*WHAT THE EXERCISE ASKS*
From the entries, copy out every line in which the word "wall" is found.

*** Opening EXERCISE INPUTS ***

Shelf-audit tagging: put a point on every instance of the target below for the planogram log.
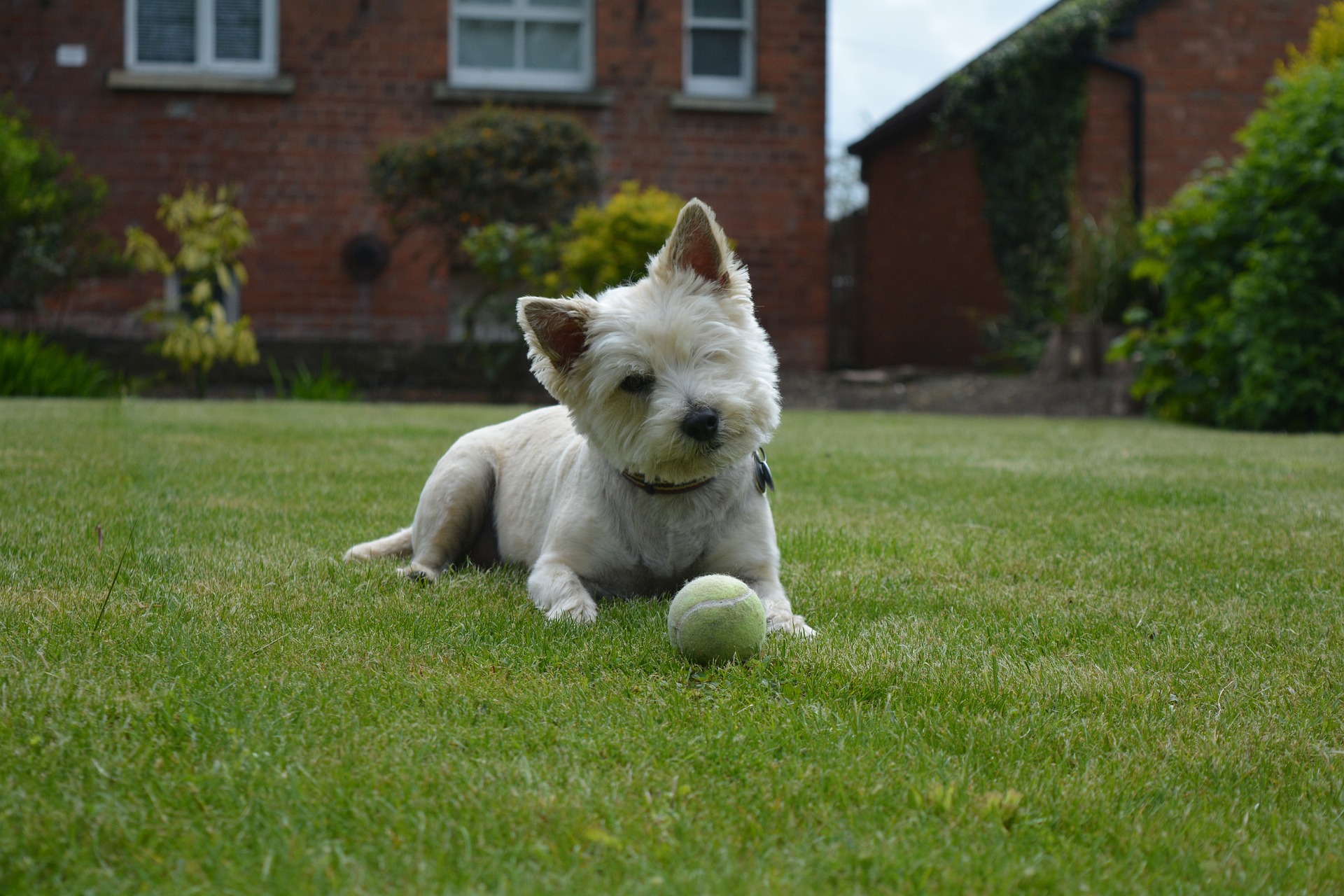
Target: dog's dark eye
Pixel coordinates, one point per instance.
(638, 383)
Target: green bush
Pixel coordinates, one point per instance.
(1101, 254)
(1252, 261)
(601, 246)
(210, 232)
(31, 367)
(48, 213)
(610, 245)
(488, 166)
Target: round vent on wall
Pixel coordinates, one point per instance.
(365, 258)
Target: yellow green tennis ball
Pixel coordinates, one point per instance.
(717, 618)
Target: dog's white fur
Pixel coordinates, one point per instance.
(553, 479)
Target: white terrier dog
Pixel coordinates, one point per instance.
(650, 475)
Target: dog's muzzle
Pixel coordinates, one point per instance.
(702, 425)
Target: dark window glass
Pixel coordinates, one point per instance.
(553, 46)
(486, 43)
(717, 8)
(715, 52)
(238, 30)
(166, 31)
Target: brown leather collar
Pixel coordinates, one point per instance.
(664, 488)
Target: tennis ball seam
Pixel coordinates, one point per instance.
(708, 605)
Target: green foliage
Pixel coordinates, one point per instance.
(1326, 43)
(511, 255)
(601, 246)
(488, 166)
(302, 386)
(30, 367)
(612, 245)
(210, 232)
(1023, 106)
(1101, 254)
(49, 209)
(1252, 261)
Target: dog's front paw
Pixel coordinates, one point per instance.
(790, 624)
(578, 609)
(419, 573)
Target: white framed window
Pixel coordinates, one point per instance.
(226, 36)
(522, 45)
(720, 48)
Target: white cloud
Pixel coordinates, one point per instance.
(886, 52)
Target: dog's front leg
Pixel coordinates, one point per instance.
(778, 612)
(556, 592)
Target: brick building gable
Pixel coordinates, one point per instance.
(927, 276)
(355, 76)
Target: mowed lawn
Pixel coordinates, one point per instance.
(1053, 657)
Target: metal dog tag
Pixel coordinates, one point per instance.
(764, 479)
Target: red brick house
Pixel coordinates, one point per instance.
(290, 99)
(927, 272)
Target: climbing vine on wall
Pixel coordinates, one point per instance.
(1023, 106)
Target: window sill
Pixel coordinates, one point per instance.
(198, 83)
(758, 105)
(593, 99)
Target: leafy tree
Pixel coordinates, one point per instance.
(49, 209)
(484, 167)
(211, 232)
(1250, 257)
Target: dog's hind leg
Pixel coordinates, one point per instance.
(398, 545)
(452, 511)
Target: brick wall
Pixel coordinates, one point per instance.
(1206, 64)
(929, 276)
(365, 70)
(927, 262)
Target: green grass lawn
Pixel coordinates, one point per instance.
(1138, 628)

*** Closing EXERCISE INPUTS ***

*TASK RESPONSE*
Target: round vent on wall
Target: climbing vine on wall
Target: brick wall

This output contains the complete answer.